*TASK OBJECTIVE*
Rewrite every one of the records below, changing "even-odd rule" to "nonzero winding rule" and keeping everything else identical. Omit the pictures from your output.
------ MATERIAL FOR THIS TASK
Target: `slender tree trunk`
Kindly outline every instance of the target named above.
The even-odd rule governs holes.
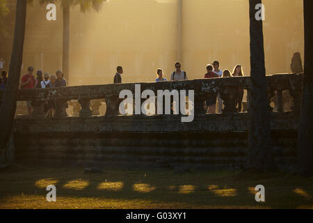
[[[182,0],[177,1],[177,61],[182,61]]]
[[[62,70],[64,78],[70,82],[70,3],[63,5],[63,54]]]
[[[274,162],[271,143],[270,118],[267,106],[262,20],[255,19],[255,6],[262,0],[250,0],[251,103],[248,169],[269,171]]]
[[[303,0],[305,26],[305,68],[301,114],[298,134],[298,161],[300,171],[313,175],[313,1]]]
[[[15,28],[13,47],[10,62],[10,70],[4,95],[0,107],[0,160],[8,162],[5,157],[5,147],[12,133],[16,100],[19,88],[19,75],[23,57],[24,40],[25,35],[26,1],[17,0]]]

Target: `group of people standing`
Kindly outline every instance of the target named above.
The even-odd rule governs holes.
[[[180,62],[176,62],[175,63],[175,70],[170,74],[170,81],[177,80],[187,80],[188,76],[186,71],[182,70],[182,63]],[[224,71],[219,69],[220,63],[218,61],[214,61],[212,64],[208,64],[206,67],[207,73],[204,74],[204,78],[217,78],[217,77],[240,77],[243,76],[243,71],[242,66],[236,65],[231,73],[229,70],[225,70]],[[117,68],[117,72],[114,76],[113,82],[122,83],[122,76],[123,73],[123,69],[121,66],[118,66]],[[163,72],[162,69],[159,68],[156,70],[157,78],[155,79],[156,82],[167,82],[168,79],[163,77]],[[243,98],[243,89],[239,88],[237,93],[236,95],[236,103],[238,107],[238,112],[241,112],[241,104]],[[216,113],[216,100],[218,100],[218,113],[222,113],[223,100],[220,98],[219,93],[212,93],[208,96],[206,100],[206,105],[207,107],[207,112],[209,114]]]
[[[56,71],[56,75],[50,75],[45,72],[42,75],[41,70],[38,70],[36,77],[33,75],[33,68],[29,67],[27,70],[27,74],[24,75],[20,82],[21,89],[47,89],[56,88],[59,86],[66,86],[66,80],[63,78],[63,73],[61,70]],[[27,101],[27,108],[29,116],[31,116],[33,113],[33,102]],[[67,106],[67,103],[66,105]],[[56,112],[56,102],[47,101],[45,102],[44,110],[46,116],[54,117]]]

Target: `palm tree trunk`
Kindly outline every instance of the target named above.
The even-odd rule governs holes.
------------
*TASK ANSWER*
Target: `slender tree trunk`
Kindly outline every instance of the target named above.
The nonzero winding rule governs holes.
[[[182,0],[177,1],[177,61],[182,61]]]
[[[62,70],[64,78],[70,82],[70,3],[63,5],[63,54]]]
[[[274,162],[271,143],[270,118],[267,106],[262,20],[255,19],[255,6],[262,0],[250,0],[251,103],[248,169],[269,171]]]
[[[303,0],[305,26],[305,68],[301,114],[298,134],[298,161],[300,171],[313,175],[313,1]]]
[[[15,28],[13,47],[10,62],[10,70],[4,95],[0,107],[0,160],[8,162],[5,157],[5,147],[12,133],[16,100],[19,88],[19,75],[23,57],[24,40],[25,35],[26,1],[17,0]]]

Target: `group of people standing`
Kindly outline every instance of the target named above.
The nonzero winding rule governs holes.
[[[180,62],[176,62],[175,63],[175,70],[170,74],[170,81],[177,80],[187,80],[188,76],[186,71],[182,70],[182,63]],[[224,71],[219,69],[220,63],[218,61],[214,61],[212,64],[208,64],[206,67],[207,73],[204,74],[204,78],[217,78],[217,77],[240,77],[243,76],[243,71],[242,66],[236,65],[231,73],[229,70],[225,70]],[[117,68],[117,72],[114,76],[113,82],[122,83],[122,76],[123,73],[123,69],[121,66],[118,66]],[[163,72],[162,69],[159,68],[156,70],[157,78],[155,79],[156,82],[167,82],[168,79],[163,77]],[[243,98],[243,89],[239,88],[237,93],[236,95],[236,103],[238,107],[238,112],[241,112],[241,104]],[[216,113],[216,100],[218,100],[218,113],[222,113],[223,100],[220,98],[219,93],[212,93],[208,96],[206,100],[206,105],[207,107],[207,112],[209,114]]]
[[[56,71],[56,75],[50,75],[45,72],[42,75],[41,70],[38,70],[36,77],[33,75],[33,68],[29,67],[27,70],[27,74],[24,75],[20,82],[21,89],[47,89],[56,88],[59,86],[66,86],[66,80],[63,78],[63,73],[61,70]],[[27,101],[27,108],[29,116],[31,116],[33,113],[33,102]],[[67,106],[67,103],[66,105]],[[56,112],[56,102],[47,101],[45,102],[44,110],[46,116],[54,117]]]

Target: `palm tree trunk`
Kindly outline every instance of the target named above.
The nonzero winding rule governs holes.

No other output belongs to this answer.